- RECORDS SHOWN -
★ ★ ★

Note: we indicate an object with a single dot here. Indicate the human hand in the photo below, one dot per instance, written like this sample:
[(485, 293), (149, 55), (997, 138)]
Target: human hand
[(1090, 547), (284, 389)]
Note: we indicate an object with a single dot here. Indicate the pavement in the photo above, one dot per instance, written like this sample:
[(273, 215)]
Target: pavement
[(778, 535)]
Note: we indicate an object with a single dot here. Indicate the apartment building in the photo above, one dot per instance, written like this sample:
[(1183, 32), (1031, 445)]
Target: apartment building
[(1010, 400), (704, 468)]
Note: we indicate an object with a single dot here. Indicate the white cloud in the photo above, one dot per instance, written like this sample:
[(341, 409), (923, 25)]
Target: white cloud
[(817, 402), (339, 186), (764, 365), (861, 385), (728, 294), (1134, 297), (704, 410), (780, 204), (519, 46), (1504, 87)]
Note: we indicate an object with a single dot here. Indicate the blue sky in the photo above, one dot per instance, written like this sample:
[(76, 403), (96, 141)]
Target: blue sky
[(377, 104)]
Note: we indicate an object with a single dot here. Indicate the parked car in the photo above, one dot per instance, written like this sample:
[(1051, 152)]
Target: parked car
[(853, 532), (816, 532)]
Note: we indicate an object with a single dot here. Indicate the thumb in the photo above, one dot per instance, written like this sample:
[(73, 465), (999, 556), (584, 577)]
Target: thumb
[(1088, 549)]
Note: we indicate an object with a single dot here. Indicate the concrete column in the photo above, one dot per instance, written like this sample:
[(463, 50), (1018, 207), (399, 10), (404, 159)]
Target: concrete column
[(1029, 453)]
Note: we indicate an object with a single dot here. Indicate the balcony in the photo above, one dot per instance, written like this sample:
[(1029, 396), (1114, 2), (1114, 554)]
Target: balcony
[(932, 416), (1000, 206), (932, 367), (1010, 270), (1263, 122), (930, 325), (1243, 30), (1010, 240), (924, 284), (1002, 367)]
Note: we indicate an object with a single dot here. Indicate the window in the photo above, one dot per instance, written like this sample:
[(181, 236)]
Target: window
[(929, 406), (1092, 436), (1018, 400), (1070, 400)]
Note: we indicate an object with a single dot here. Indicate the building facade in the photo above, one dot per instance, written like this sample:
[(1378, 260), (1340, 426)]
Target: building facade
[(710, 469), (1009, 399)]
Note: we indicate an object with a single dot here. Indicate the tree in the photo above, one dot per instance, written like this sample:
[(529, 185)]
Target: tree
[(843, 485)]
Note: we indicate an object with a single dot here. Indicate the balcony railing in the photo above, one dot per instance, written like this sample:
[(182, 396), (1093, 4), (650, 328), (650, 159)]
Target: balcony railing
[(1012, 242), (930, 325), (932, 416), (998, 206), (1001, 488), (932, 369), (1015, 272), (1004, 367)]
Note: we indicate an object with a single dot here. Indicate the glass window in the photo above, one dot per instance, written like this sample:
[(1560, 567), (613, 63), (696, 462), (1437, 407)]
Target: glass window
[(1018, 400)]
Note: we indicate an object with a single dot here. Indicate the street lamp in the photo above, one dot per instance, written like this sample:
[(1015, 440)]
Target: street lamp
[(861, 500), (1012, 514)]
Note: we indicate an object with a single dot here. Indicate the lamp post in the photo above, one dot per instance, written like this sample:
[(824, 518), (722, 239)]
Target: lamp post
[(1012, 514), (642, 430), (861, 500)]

★ ★ ★

- EXERCISE REQUIREMENTS -
Recast every line of the material above as a Markdown table with two columns, "Row" and "Line", numbering each row and omitting blank lines.

- COMPLETED TASK -
| Row | Line |
|---|---|
| 1 | Note: we indicate an object with a single dot here. Indicate the human hand in the photo below, one dot per instance, written like this sample: |
| 2 | [(485, 293), (149, 55), (997, 138)] |
| 3 | Target: human hand |
| 4 | [(1090, 547), (284, 389)] |
| 5 | Note: we indicate an object with a single dot here. Indicate the pavement in the photo above, one dot per instance, written like this sample: |
| 6 | [(273, 215)] |
| 7 | Target: pavement |
| 8 | [(778, 535)] |
| 9 | Note: we indicate an object with a single dot here. Indicate the apartment building in the photo above, one dot per instance, written like this sample: |
| 10 | [(1183, 32), (1031, 445)] |
| 11 | Target: apartment building |
| 12 | [(1010, 400), (704, 468)] |
| 13 | Note: we indicate an object with a single dot here. Indicate the white cloud in the photo above, one dot per instance, written like this sample: |
| 14 | [(341, 409), (923, 25)] |
| 15 | Target: white cloud |
| 16 | [(817, 402), (339, 186), (764, 365), (861, 385), (728, 294), (1134, 297), (704, 410), (780, 204), (519, 46), (1504, 87)] |
| 17 | Note: we indicate an object with a single dot here. Indicate the blue sky in the photo above, one dot per instance, written like this sample: |
| 18 | [(76, 403), (96, 141)] |
| 19 | Target: blue sky |
| 20 | [(377, 104)] |
| 21 | Note: we indicate an object with a single dot here. Indicate the parked car in the photo above, one dot per instance, written like this sample: |
| 22 | [(1051, 152)] |
| 23 | Target: parked car |
| 24 | [(853, 532), (816, 532)] |
| 25 | Note: we indicate an object with a single dot here. Indicate the thumb in the photo above, one dot per instance, written like this sample: |
| 26 | [(73, 465), (999, 556), (584, 577)] |
| 27 | Target: thumb |
| 28 | [(1088, 549)] |
| 29 | Note: we indicate an object with a single dot here. Indicate the concrete column in the photo above, one dot per instance, written like this sample: |
| 30 | [(463, 50), (1018, 207), (399, 10), (404, 159)] |
| 31 | Target: concrete column |
| 32 | [(1029, 453)] |
| 33 | Note: we indicate an object with a single dot here. Indicate the balcony in the photo above, one dot per instance, written like this sample: |
| 34 | [(1029, 396), (1114, 2), (1114, 554)] |
| 35 | Target: balcony |
| 36 | [(932, 416), (1000, 206), (932, 367), (1010, 270), (1263, 122), (930, 325), (1243, 30), (1010, 240), (924, 284), (1002, 367)] |
| 37 | Note: we indicate an object with a single dot here. Indicate the window in the photo above, one dot per instance, written like this sample: |
| 38 | [(181, 236)] |
| 39 | Target: window |
| 40 | [(929, 406), (1092, 436), (1018, 400), (1070, 400)] |
| 41 | Note: we indicate an object with a single dot here. Indicate the building facade in the photo above, one dot per instance, written like this sample: |
| 42 | [(1378, 260), (1340, 426)] |
| 43 | Target: building facade |
| 44 | [(710, 469), (1009, 399)] |
| 45 | Note: we indicate an object with a single dot here. Indicate the tree in the photo above, one dot per instance, written like this sample: |
| 46 | [(529, 185)] |
| 47 | Target: tree |
| 48 | [(843, 485)] |
| 49 | Note: we indicate an object with a single dot here. Indicate the balcony railing in the photo above, one dot per instance, written like this sample: |
| 50 | [(182, 396), (1093, 4), (650, 328), (650, 159)] |
| 51 | Target: balcony railing |
| 52 | [(1012, 242), (930, 325), (932, 416), (998, 206), (1001, 488), (932, 369), (1015, 272), (1004, 367)] |
| 53 | Note: we indicate an object with a single dot here. Indicate the glass window in the photo above, one dot per instance, written like this sample: |
| 54 | [(1560, 567), (613, 63), (696, 462), (1437, 407)] |
| 55 | Target: glass window |
| 56 | [(1018, 400)] |
| 57 | Note: we indicate an object with a single dot here. Indicate the street lamp in the photo above, one dot per instance, written like this sample: |
| 58 | [(1015, 440)] |
| 59 | Target: street lamp |
| 60 | [(861, 500), (1012, 514)] |
| 61 | Note: we indicate an object with a single dot here. Indicate the lamp post in the photo above, one dot per instance, written like this sample: |
| 62 | [(824, 518), (722, 239)] |
| 63 | Target: lamp post |
| 64 | [(1012, 514), (642, 430), (861, 500)] |